[Dataset entries]
::::

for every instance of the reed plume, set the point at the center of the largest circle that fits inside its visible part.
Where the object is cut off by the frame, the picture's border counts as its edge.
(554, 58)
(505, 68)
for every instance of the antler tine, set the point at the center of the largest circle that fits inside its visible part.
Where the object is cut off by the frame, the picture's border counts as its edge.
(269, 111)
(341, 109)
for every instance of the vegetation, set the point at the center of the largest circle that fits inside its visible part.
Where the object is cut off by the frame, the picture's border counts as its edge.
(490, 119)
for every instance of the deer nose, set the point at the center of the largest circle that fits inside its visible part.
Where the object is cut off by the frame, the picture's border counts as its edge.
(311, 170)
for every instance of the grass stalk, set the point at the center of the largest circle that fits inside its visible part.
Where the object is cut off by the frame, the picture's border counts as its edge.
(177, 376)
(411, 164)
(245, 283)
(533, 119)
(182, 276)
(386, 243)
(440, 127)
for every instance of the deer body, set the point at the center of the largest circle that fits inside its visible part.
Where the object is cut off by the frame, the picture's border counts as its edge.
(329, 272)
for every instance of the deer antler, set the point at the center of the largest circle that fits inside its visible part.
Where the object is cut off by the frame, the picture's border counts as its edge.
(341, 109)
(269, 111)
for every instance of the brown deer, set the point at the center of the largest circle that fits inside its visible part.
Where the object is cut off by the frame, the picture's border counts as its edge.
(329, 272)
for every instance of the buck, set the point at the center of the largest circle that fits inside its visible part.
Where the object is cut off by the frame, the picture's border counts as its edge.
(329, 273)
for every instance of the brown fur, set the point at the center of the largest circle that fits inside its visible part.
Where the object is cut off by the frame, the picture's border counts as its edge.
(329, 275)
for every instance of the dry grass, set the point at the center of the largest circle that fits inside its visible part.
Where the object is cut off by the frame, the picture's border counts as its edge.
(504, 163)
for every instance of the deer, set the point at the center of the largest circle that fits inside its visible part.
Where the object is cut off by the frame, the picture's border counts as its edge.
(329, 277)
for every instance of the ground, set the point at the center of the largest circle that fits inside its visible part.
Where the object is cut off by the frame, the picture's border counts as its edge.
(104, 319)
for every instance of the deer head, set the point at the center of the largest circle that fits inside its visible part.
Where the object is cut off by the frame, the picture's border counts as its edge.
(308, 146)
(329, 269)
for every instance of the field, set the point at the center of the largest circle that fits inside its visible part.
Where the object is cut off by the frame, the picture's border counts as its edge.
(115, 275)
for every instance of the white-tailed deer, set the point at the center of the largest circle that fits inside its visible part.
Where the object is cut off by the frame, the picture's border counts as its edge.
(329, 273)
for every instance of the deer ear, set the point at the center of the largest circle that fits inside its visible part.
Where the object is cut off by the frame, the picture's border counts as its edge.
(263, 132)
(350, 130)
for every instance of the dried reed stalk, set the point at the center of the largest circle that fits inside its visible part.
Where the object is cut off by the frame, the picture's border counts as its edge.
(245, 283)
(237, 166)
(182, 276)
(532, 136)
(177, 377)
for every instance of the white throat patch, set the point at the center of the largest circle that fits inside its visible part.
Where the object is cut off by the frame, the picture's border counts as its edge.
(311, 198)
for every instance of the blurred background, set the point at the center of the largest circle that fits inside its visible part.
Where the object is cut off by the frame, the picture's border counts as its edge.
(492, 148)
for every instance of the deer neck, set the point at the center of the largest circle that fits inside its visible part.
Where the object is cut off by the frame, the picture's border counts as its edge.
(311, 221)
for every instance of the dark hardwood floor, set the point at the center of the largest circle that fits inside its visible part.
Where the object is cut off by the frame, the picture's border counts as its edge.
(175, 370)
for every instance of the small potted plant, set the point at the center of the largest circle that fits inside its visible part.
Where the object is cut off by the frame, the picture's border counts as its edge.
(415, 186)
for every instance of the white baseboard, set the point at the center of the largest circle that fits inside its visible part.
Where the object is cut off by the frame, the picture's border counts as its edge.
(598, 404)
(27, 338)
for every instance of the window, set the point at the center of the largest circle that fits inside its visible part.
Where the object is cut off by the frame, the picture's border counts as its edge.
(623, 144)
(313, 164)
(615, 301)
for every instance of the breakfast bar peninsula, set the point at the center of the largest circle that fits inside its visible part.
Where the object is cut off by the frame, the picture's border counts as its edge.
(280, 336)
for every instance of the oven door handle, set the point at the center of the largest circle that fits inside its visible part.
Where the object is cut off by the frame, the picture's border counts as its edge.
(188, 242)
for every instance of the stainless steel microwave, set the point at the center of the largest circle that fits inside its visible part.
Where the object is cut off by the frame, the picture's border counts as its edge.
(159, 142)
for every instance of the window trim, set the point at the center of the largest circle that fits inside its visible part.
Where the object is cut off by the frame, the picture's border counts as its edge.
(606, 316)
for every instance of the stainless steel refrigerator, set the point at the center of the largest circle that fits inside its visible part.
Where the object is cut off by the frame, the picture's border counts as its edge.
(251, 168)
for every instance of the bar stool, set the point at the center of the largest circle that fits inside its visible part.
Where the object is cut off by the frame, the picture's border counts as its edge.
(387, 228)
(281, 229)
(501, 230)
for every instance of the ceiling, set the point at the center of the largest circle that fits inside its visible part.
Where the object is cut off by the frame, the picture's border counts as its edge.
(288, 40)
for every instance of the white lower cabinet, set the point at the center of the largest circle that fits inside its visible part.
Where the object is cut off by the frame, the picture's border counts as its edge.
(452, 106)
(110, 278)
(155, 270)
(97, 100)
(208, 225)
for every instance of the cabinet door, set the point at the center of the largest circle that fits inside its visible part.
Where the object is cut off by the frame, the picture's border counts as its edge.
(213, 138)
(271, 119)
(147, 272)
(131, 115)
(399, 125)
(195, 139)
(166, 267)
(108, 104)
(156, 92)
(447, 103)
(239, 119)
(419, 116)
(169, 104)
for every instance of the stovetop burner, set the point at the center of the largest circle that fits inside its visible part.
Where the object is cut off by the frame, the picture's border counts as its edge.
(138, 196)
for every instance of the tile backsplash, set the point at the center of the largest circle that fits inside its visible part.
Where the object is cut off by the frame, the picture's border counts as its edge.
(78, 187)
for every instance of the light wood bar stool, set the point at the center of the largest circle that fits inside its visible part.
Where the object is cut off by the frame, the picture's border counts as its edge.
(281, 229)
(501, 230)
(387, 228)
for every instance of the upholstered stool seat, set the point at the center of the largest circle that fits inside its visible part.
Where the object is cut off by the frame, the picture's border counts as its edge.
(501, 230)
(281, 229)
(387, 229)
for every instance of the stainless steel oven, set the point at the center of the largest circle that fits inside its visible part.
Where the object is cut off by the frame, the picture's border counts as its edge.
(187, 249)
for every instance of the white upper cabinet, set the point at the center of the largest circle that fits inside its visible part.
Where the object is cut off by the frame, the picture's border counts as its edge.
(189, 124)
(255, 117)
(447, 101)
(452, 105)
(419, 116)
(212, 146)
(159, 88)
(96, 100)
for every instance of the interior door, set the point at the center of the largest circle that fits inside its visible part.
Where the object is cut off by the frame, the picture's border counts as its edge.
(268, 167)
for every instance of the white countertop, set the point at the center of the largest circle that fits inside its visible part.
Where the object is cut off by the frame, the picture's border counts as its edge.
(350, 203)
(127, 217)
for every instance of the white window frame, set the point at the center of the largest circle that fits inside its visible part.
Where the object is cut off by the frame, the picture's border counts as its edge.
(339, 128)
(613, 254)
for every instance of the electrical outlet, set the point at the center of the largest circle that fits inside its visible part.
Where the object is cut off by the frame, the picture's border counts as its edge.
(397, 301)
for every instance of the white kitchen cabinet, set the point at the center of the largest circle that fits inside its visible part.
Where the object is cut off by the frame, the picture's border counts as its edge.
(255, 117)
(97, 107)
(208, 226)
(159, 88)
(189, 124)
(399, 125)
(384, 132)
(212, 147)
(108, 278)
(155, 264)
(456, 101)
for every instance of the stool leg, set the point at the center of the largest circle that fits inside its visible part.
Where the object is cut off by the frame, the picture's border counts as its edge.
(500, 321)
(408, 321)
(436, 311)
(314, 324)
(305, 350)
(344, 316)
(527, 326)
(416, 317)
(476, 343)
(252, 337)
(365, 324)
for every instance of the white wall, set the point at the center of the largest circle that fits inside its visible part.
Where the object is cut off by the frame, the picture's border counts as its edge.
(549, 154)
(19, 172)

::::

◆ **Problem to work on**
Filter the records above for lines containing the word "stainless", and copy those lines.

◆ **Finished task**
for every instance of the stainless steel microwave, set the point at the center of the largest circle that fits inside its visible part.
for every instance of the stainless steel refrigerator, set the point at the center of the largest circle that fits inside its visible part.
for every instance of the stainless steel oven, set the point at the center of the largest circle that fits inside its visible part.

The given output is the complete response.